Segment Start: Information supplied

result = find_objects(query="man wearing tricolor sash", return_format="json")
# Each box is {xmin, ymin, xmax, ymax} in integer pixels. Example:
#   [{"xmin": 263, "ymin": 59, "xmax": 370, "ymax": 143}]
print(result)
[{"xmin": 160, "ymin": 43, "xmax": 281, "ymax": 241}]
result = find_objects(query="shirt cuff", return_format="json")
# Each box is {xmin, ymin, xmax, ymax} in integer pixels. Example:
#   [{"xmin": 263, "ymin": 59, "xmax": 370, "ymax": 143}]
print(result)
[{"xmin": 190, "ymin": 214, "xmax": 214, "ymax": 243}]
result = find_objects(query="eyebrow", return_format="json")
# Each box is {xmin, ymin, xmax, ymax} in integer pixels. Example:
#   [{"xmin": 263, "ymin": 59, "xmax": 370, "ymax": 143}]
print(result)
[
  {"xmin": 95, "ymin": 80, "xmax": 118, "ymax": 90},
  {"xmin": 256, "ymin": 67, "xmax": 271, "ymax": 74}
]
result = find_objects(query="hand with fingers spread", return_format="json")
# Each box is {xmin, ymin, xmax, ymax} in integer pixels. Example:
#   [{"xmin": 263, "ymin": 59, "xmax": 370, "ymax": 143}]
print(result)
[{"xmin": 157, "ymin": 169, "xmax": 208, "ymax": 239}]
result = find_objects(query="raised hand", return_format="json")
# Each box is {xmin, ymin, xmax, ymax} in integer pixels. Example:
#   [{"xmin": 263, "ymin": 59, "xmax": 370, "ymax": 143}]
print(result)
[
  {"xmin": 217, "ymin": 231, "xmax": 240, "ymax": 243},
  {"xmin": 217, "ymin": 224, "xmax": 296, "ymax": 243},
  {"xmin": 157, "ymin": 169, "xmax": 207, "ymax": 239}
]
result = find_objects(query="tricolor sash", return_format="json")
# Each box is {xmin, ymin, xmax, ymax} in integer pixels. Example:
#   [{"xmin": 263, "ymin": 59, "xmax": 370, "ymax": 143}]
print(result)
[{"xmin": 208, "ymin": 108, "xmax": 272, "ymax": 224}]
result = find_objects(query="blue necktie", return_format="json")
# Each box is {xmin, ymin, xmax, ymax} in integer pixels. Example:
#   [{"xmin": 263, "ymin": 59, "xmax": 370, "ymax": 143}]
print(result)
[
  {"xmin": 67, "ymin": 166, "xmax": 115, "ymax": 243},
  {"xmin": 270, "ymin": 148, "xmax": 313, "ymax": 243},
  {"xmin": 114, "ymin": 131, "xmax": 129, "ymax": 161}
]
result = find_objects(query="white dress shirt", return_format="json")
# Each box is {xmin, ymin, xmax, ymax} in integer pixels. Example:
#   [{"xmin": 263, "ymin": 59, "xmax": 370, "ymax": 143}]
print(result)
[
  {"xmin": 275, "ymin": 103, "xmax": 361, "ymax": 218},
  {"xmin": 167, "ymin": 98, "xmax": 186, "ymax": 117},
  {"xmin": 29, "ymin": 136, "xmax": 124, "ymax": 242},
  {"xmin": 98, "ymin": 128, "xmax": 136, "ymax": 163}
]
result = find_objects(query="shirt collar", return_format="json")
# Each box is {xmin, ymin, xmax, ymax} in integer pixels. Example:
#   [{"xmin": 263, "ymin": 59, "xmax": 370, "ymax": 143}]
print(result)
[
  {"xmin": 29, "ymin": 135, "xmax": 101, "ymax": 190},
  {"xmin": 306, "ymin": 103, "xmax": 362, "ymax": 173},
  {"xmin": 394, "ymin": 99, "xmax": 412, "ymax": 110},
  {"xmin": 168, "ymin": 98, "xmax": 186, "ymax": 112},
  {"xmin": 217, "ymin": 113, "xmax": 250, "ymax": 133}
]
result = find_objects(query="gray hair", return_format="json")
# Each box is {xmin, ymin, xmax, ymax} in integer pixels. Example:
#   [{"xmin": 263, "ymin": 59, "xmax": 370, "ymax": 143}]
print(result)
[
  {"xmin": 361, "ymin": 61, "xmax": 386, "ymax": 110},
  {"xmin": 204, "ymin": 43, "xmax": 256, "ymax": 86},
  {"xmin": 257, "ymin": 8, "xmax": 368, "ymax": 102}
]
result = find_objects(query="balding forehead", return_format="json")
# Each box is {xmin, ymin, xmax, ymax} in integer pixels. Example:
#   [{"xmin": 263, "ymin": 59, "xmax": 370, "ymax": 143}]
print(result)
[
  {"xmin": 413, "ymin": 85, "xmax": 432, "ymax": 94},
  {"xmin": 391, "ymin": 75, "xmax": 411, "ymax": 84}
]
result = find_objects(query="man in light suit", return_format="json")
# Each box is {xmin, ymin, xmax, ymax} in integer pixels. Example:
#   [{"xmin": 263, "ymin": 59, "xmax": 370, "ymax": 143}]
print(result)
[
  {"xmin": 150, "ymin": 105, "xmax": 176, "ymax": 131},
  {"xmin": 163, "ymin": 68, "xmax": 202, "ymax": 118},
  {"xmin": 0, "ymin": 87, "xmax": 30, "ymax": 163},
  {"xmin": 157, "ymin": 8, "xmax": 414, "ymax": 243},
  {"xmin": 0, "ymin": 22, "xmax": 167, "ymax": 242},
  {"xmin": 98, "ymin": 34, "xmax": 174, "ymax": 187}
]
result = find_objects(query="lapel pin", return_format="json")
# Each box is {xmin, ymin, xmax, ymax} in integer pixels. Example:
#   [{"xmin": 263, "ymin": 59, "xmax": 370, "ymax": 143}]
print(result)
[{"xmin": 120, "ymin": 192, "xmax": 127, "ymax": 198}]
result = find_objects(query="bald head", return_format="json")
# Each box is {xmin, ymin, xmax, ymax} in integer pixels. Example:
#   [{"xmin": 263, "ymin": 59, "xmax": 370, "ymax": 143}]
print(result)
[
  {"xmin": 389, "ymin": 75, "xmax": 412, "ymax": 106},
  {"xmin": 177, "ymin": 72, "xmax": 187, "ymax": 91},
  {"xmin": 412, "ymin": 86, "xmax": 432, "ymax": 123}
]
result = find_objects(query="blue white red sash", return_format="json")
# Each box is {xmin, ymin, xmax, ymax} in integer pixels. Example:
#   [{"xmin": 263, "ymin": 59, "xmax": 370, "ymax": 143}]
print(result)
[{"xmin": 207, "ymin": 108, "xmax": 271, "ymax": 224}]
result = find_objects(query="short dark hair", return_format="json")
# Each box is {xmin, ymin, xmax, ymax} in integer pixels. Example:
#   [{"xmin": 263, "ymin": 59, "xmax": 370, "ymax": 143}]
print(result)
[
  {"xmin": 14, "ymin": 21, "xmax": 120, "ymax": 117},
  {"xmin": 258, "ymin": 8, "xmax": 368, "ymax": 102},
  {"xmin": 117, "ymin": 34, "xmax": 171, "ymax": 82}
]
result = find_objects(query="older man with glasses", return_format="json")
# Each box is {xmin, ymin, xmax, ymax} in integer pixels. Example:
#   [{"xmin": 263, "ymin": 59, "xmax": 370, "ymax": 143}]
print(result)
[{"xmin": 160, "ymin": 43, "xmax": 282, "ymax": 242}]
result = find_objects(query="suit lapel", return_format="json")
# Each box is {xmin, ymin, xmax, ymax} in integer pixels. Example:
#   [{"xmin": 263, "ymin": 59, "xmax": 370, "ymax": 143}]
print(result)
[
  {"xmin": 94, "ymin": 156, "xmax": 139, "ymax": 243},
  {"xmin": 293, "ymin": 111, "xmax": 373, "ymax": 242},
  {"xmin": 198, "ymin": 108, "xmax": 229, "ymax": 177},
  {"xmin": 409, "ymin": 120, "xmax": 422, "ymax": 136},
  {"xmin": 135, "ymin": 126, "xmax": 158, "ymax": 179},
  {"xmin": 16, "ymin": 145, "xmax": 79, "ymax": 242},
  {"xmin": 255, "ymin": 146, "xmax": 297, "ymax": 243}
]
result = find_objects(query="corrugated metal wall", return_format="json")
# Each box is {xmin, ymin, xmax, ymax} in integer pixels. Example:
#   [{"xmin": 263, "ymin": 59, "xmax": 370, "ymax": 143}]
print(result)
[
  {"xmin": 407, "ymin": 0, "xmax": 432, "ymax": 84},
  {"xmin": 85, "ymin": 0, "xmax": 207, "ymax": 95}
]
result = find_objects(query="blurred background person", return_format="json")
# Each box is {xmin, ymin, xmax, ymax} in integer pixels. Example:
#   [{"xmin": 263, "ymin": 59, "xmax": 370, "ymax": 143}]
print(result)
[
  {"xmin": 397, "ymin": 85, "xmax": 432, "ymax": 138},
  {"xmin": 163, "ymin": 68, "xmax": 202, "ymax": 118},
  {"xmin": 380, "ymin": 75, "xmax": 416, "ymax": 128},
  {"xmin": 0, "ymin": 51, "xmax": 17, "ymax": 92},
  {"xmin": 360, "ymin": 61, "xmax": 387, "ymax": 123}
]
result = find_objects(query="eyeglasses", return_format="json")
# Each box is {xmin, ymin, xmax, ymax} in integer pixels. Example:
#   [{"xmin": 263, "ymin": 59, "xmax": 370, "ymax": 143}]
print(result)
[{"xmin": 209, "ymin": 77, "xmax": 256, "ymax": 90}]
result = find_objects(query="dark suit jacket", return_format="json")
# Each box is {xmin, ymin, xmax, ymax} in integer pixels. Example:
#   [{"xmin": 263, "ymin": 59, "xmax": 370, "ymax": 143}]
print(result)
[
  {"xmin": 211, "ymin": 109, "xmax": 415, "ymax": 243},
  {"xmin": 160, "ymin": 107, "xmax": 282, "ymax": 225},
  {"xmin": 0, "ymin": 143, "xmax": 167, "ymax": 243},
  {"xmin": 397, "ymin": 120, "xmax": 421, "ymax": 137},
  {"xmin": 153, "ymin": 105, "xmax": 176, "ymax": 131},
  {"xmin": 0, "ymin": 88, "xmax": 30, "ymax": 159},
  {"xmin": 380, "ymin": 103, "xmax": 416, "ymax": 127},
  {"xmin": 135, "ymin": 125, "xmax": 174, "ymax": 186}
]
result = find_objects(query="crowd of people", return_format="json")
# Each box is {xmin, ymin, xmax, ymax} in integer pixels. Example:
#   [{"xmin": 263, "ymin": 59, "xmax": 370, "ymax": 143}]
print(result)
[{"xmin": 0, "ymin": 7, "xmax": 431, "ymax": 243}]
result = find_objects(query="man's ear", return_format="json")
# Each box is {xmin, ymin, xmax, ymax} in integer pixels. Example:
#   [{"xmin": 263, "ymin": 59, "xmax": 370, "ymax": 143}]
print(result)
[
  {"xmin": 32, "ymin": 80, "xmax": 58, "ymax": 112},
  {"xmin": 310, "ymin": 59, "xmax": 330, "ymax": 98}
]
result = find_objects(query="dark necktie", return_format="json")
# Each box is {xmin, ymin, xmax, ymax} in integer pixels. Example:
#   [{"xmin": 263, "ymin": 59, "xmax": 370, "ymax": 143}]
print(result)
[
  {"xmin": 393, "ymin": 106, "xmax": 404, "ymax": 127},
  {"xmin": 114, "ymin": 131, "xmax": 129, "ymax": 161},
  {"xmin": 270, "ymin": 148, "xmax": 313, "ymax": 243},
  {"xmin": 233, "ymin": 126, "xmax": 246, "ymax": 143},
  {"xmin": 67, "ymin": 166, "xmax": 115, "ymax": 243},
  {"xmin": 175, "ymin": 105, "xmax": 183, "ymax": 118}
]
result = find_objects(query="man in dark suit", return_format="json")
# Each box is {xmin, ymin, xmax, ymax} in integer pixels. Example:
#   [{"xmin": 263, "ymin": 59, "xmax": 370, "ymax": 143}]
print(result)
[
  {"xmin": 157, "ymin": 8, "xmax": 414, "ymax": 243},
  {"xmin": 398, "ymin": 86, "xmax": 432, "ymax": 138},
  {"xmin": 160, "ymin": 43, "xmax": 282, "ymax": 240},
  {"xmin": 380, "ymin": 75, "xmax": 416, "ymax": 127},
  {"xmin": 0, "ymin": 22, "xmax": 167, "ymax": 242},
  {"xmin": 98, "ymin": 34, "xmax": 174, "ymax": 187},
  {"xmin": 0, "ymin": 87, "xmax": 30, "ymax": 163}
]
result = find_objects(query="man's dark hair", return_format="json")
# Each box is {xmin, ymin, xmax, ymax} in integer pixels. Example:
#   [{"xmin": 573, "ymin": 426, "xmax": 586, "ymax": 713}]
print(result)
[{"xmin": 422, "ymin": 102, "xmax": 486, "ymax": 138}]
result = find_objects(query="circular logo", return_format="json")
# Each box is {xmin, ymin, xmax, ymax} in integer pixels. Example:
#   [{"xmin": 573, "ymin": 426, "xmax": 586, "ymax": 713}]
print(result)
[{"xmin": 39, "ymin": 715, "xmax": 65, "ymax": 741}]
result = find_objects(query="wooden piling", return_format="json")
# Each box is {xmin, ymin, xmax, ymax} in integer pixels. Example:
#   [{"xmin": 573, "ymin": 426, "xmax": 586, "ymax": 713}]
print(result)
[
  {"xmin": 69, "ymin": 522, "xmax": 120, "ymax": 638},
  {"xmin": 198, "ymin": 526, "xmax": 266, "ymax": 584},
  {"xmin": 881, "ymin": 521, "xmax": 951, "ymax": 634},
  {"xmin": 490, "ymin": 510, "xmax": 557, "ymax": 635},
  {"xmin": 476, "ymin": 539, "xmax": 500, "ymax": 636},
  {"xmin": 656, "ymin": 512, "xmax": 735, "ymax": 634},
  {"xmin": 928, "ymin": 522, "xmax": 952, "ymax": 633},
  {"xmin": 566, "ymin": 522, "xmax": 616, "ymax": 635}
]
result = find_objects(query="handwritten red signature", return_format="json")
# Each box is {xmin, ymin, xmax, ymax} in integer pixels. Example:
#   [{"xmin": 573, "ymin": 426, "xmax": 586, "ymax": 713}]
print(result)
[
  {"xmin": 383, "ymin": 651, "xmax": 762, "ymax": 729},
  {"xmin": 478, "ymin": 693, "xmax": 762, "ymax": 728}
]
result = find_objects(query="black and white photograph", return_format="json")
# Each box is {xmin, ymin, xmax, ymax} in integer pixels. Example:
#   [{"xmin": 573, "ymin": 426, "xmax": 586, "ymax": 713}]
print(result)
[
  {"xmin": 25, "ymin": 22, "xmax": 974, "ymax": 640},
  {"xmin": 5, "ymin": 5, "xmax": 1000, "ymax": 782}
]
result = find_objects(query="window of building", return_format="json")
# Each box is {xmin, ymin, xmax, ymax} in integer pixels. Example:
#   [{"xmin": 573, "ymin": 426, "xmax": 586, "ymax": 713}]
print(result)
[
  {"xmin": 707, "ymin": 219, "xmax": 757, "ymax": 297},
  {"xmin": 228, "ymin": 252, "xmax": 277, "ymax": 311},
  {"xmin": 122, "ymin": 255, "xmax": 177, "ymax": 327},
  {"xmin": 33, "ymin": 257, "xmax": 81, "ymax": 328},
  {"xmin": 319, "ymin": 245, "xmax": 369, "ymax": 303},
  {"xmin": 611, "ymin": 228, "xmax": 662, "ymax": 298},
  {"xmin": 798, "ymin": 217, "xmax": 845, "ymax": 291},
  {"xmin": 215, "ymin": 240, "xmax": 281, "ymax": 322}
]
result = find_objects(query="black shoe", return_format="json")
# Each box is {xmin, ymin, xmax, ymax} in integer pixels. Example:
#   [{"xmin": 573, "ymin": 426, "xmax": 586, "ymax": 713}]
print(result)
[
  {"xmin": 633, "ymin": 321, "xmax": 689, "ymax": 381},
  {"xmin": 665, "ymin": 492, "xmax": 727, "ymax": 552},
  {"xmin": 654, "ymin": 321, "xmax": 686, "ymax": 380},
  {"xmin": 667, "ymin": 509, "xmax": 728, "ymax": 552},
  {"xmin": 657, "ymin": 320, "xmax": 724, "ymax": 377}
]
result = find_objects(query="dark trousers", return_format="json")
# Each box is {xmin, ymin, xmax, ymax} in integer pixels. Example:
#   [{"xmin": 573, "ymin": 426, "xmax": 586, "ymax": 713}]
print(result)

Segment End: Information supplied

Task item:
Check each line of the records for the word "shirt", then state how many lines have it, as a number only.

Response:
3